Written exercise: Could you update the stretch from "I have both, but" through "with paying that." in the thread on guitar tab software so that "checking account" stands in place of "bank account"?
++++ Excerpt provided ++++
It's rare that there is an older version of a program I prefer to the newer counterpart, but God.......those virtual instrument sounds are terrible.

GP4 FTW!


----------



## METAL_ZONE (Feb 18, 2006)

Power Tab all the way


----------



## giannifive (Feb 18, 2006)

Leon said:


> i can't use either on my Linux machine, so i've gone back to figuring things out by ear.


Actually, Powertab works on my Linux machine with Wine. I think you only need one Windows DLL for it. Let me know if you want it.

MIDI even works, too, which was a pleasant surprise!


----------



## Mark. A (Feb 18, 2006)

Guitar Pro 5 ftw


----------



## K3V1N SHR3DZ (Apr 4, 2008)

OLD THREAD RESSUR-ERECTION!!!!
i pick PT. 
1. its fucking FREE!!!!! $19.95 to write down my own songs? lick my balls, chode, and ass-hole!
2. i've been using it since 2001 and now i can bust out a song in like 10 minutes.
3. you can do drums on it, but it takes a while to learn.


----------



## All_¥our_Bass (Apr 5, 2008)

Also, powertab is free, you have to pay for guitar pro.


----------



## Zepp88 (Apr 5, 2008)

This is a worthless thread bump....


Regardless, I'm using GP5...


----------



## Michael (Apr 5, 2008)

I have both, but I prefer to use PT. Mainly because I've been using it for longer than GP and GP makes my computer run kinda slow.


----------



## Scott (Apr 5, 2008)

GP5. I hate PowerTab, and $20 doesn't put my bank account into overdraft, so i'm fine with paying that.


----------



## Metal Ken (Apr 5, 2008)

Still prefer PT. GP looks all gimpy  I only use it for drum programming. i write everything else down in PT.


----------



## OrsusMetal (Apr 5, 2008)

I love guitar pro. I have both..but I've always preferred GP over PT. So much more with GP.


----------



## Maniacal (Apr 5, 2008)

GP 4 is far superior to Power Tab. 

I have GP 5 on my mac and I think its totally shit. 


I dont see why anyone would prefer Powertab over GP.


----------



## Gilbucci (Apr 5, 2008)

Metal Ken said:


> Still prefer PT. GP looks all gimpy  I only use it for drum programming. i write everything else down in PT.


Same here


----------



## GuitarG2 (Apr 10, 2008)

I tend to use PowerTab for learning songs, because I like the fact that you can see both guitar parts and can switch to bass at just one press of f3.

For writing down stuff, I much prefer GuitarPro. PowerTab is just awkward in that respect.


----------
++++ Dataset excerpt ++++
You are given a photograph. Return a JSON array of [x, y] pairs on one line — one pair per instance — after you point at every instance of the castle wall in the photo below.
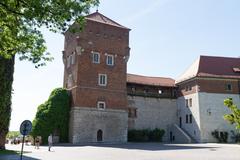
++++
Response for this exercise:
I have both, but I prefer to use PT. Mainly because I've been using it for longer than GP and GP makes my computer run kinda slow.


----------



## Scott (Apr 5, 2008)

GP5. I hate PowerTab, and $20 doesn't put my checking account into overdraft, so i'm fine with paying that.